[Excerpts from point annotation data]
>>>>>
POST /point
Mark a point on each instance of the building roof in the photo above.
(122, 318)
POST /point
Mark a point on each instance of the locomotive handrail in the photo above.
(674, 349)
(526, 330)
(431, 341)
<<<<<
▶ BRIEF: Return the full listing above line for line, without any changes.

▶ FINAL RESULT:
POST /point
Mark a point on each instance of the building roof in the photo above.
(122, 318)
POST /point
Mark a point on each instance of the locomotive handrail in the photo above.
(674, 349)
(526, 330)
(431, 341)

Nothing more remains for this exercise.